# Exercise
Answer these questions from the lawsuit text below:
(a) Which two kinds of organizations offer their workers training on signs of dog aggression?
(b) According to Pettijohn, which four items was the rookie deputy not issued?
(c) Who is the county's attorney?

# Source extract
Content starts

His attorney, Brandon Pettijohn of Wilmington, said he was told by a former PCSO deputy that the law enforcement agency “doesn’t seem to have the sort of training” to teach deputies how to deal with signs of dog aggression. The training is offered by the U.S. Post Office to its couriers and many utility companies to its technicians.

He said the incident points to a much larger problem in law enforcement agencies throughout the U.S. According to a Department of Justice official’s estimate in 2012, the number of dogs killed by officers could be as high as 10,000 a year.

“We haven’t gotten into the weeds of the case, but what we understand from people who were at the scene and the former deputy who informed me of this, is that the deputy who shot the animal was about a week on the job, from what I understand,” Pettijohn said. “He had been issued a side arm, a service pistol, but he hadn’t gone through any of that department’s specific trainings for non-lethal or less-than-lethal [weapons].”

The sheriff’s office confirmed in September the deputy was a new hire.

Sheriff Cutler stated in his August 20 press release that his deputies “complete annual service training in compliance with standards set by the NC Sheriff’s Training and Standards Commission.” He also said the deputy’s reaction was justifiable.

According to Pettijohn, the rookie deputy was not issued a baton, mace, OC spray, or taser.

“The issue is: Were any of those feasible? Could any of those have been used? And the answer is: We’ll never know because he wasn’t even able to do that,” Pettijohn said. “And there’s a problem with giving someone a gun and saying, ‘Look, you might be put into a situation where less-than-lethal is more appropriate, but you don’t even have that option, so you’re going to have to go straight to lethal.’ And that’s a problem.”

In a year when police use of excessive force has been put under the national spotlight due to numerous killings of unarmed Black people — and the strong use of force to quash ensuing protests that ricocheted across the country over the summer — he said dogs killed by officers have largely escaped the public eye.

Sheriff Cutler did not respond to a request for comment in regard to the lawsuit.

The county’s attorney, Trey Thurman, issued a response provided to “Members of the Fourth Estate” on Feb. 10, wherein Cutler reiterated what happened. He said Astro “continued to bark and growl while the initial deputy explained why they were there,” before running out of the house aggressively heading toward two deputies.

When asked to respond to Cutler’s description of the incident, Pettijohn was blunt in his reply: “Yeah, he doubled down. But the facts of the case are simple . . . What Sheriff Cutler said — that the dog was growling and showing aggression — is simply not true.”

Content ends

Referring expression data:
Content starts

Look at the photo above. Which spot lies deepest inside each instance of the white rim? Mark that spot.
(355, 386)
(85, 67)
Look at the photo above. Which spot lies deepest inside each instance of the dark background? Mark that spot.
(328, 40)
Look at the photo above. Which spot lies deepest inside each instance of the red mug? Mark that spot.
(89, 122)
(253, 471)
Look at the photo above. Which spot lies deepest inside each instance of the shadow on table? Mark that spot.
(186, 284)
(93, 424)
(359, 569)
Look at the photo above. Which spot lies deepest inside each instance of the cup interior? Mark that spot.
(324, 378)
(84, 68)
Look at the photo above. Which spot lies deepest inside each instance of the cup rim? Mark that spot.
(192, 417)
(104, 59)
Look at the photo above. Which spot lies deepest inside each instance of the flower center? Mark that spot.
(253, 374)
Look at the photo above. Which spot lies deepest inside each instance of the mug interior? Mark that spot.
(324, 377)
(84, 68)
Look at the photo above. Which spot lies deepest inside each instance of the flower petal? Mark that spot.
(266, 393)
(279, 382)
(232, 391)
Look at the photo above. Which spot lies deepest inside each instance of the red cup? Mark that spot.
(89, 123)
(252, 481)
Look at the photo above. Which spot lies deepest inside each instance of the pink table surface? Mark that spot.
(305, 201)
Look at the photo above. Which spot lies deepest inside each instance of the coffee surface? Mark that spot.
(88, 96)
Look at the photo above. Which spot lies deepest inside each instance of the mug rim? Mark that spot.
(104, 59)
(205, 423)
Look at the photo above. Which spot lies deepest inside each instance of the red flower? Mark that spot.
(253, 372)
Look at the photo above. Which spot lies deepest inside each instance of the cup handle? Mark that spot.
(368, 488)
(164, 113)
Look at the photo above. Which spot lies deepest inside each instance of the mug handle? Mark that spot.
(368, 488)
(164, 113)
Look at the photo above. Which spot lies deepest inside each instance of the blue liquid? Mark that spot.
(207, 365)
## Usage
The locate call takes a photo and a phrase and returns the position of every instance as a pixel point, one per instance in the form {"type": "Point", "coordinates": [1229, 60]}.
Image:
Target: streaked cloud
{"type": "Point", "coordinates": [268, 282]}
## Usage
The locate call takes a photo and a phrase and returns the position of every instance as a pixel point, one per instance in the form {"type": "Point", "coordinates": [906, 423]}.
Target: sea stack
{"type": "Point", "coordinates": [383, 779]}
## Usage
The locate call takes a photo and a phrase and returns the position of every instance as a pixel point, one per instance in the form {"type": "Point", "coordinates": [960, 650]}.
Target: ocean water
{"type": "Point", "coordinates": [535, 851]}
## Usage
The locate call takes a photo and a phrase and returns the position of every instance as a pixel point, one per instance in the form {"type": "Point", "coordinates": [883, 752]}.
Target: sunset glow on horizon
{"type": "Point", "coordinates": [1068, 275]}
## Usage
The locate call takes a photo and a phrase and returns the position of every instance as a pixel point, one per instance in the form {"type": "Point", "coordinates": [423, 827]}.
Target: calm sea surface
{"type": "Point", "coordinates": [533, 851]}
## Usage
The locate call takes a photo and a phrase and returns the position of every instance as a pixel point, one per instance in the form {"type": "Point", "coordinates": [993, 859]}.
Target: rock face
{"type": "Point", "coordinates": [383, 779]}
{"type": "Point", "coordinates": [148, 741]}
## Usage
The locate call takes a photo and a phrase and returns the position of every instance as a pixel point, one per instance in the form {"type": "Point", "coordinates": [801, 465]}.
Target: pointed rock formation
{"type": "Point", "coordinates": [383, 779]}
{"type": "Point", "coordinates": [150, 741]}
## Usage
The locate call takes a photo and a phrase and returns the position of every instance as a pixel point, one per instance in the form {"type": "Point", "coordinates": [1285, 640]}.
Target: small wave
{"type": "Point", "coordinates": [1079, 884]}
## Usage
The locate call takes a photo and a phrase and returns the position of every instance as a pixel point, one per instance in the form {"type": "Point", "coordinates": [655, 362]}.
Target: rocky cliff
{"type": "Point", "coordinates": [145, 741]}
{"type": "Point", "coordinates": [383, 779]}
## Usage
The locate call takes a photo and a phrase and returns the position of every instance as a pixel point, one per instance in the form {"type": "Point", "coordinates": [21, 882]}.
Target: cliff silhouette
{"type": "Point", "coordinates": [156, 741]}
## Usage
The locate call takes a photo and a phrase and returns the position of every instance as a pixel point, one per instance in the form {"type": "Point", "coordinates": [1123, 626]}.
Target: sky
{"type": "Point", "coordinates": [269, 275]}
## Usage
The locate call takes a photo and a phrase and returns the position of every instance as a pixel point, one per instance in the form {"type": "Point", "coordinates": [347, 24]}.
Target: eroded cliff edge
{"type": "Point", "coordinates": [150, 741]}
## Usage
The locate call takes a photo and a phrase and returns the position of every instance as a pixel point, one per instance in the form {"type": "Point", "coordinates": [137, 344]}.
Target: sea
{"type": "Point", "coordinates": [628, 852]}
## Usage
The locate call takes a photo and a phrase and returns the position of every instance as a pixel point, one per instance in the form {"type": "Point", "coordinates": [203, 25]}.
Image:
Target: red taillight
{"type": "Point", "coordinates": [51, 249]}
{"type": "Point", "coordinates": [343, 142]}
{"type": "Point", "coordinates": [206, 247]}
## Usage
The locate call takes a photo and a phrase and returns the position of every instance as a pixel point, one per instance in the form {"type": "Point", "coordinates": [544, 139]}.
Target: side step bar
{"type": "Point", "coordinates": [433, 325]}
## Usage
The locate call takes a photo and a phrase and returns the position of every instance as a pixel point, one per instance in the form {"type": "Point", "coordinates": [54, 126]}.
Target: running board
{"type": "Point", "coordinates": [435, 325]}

Content ends

# Answer for this exercise
(a) The U.S. Post Office, for its couriers, and many utility companies, for their technicians.
(b) A baton, mace, OC spray, and a taser.
(c) Trey Thurman.